GIVEN EXERCISE: Which lines in the entries below contain the word "cloud"? Report each of those lines in full.

(Detection annotation entries)
* * * * * * * * *

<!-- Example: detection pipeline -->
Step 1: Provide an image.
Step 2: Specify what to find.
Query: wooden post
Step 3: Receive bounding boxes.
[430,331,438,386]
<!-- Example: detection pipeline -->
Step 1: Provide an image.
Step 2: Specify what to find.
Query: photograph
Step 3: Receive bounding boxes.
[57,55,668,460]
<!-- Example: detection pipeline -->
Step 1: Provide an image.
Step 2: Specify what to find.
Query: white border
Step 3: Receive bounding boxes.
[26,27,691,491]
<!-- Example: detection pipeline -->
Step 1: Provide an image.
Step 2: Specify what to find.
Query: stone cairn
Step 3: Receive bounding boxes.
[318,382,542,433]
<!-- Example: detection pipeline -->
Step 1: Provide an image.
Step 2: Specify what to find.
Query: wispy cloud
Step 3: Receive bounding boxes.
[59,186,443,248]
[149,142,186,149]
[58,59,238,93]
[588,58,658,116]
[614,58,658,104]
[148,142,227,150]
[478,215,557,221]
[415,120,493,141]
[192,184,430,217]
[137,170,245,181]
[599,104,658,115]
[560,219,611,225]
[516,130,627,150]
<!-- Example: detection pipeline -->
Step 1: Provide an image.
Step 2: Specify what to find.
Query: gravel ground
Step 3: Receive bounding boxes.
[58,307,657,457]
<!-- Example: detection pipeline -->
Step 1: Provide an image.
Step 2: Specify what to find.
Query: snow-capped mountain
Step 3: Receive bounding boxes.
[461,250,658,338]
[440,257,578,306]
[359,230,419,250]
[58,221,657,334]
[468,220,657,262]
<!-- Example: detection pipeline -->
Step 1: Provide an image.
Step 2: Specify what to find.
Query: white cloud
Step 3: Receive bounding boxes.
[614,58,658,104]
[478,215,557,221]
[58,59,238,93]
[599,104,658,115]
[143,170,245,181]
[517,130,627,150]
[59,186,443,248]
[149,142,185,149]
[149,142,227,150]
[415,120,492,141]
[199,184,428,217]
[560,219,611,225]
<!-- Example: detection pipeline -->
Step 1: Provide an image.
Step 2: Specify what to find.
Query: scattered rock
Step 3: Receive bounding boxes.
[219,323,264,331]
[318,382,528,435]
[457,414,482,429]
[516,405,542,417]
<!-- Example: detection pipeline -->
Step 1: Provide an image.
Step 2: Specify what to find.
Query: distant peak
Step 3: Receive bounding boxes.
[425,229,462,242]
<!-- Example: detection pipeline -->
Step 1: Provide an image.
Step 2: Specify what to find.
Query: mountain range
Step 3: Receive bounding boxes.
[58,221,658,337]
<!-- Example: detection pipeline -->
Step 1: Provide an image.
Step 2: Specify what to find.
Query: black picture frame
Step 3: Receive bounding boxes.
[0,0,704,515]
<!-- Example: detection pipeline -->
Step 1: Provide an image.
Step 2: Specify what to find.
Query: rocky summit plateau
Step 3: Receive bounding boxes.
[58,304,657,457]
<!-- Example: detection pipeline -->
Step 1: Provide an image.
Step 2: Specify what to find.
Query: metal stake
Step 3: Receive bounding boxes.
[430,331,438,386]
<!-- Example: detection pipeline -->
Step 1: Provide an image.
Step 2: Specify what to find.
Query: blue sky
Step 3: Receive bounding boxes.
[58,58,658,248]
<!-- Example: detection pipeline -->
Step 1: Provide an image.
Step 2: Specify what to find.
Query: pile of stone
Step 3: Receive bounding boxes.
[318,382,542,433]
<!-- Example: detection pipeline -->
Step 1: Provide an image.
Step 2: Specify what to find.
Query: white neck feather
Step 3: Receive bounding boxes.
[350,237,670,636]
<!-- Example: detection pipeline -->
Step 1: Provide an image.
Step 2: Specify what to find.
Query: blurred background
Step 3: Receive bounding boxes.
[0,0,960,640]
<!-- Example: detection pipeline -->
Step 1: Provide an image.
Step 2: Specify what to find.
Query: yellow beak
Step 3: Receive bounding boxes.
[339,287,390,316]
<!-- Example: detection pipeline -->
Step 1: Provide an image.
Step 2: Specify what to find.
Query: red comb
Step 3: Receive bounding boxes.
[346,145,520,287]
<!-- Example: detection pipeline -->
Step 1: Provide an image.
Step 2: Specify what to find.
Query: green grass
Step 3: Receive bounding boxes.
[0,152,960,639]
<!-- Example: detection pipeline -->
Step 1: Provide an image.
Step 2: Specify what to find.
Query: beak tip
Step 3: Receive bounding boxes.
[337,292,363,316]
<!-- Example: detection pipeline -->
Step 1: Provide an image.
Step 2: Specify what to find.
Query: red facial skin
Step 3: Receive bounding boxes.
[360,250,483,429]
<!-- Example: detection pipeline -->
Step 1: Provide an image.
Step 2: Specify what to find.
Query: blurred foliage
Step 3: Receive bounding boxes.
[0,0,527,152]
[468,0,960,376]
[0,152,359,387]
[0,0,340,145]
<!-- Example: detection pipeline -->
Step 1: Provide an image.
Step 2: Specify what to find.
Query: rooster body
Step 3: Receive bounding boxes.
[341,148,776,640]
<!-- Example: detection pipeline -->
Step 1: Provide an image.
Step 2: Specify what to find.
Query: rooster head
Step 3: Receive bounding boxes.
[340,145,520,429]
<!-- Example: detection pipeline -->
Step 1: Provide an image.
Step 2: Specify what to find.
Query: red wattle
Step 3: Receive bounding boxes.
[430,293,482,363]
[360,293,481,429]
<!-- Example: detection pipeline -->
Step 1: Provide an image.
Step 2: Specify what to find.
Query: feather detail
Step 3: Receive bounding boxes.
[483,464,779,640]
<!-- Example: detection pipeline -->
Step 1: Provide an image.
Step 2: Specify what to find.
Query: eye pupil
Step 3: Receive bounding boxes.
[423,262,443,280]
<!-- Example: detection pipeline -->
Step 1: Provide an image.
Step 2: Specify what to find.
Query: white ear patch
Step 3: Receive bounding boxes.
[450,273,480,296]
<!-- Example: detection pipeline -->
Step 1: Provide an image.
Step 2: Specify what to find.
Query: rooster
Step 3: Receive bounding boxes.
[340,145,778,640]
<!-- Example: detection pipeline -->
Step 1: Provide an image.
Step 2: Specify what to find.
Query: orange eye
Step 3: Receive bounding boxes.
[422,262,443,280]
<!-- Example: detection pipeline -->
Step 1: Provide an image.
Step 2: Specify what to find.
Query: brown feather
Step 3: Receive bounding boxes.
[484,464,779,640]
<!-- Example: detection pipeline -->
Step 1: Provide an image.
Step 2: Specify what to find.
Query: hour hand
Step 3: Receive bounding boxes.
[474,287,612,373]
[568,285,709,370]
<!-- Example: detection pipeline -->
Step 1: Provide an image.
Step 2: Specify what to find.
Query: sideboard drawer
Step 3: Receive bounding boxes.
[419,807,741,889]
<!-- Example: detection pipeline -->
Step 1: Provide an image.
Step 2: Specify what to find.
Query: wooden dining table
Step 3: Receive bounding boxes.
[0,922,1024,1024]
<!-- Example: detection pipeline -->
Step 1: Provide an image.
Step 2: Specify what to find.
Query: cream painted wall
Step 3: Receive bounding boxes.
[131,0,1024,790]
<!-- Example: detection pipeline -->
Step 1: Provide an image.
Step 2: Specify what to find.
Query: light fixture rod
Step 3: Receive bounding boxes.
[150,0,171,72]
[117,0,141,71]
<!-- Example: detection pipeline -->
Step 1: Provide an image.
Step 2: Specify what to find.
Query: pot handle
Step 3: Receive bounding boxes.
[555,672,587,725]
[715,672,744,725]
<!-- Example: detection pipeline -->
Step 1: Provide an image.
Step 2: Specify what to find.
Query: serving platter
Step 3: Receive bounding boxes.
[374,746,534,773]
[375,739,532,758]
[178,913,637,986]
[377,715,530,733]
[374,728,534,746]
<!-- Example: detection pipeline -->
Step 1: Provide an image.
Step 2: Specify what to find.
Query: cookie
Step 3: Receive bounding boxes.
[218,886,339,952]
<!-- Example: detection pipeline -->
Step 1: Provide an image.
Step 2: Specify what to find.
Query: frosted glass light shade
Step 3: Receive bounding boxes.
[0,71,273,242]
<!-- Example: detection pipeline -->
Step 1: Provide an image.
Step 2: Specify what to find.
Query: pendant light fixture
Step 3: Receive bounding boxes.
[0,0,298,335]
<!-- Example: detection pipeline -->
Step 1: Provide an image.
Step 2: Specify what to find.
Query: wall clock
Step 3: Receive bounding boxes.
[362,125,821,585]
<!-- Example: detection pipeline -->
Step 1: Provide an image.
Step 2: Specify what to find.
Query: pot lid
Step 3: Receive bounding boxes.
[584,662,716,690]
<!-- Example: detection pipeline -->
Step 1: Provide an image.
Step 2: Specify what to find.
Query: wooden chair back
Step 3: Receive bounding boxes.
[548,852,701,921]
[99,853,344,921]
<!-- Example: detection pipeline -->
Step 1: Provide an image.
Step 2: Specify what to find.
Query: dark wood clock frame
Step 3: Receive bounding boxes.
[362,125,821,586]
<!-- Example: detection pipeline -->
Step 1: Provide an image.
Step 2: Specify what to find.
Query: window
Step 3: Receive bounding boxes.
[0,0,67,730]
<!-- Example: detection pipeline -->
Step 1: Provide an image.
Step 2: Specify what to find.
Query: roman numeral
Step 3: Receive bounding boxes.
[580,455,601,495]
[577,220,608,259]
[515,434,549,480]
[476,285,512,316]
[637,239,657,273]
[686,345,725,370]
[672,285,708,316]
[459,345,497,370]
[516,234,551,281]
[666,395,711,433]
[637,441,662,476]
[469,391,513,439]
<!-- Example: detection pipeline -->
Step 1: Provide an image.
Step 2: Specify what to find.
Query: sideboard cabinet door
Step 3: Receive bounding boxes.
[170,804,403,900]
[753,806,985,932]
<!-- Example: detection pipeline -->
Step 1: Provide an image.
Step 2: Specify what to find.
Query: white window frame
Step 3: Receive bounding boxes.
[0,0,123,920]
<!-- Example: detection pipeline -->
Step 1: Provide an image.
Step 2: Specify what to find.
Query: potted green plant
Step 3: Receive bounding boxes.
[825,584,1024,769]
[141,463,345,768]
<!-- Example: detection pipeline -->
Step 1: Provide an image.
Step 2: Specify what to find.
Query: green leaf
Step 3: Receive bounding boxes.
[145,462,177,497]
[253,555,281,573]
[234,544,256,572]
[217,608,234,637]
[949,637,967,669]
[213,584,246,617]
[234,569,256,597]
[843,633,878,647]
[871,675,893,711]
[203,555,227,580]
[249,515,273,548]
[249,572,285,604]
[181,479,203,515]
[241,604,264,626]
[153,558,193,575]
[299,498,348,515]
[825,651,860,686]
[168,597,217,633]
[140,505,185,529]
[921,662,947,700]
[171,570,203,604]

* * * * * * * * *

WORKED ANSWER:
Query: wispy cloud
Query: white cloud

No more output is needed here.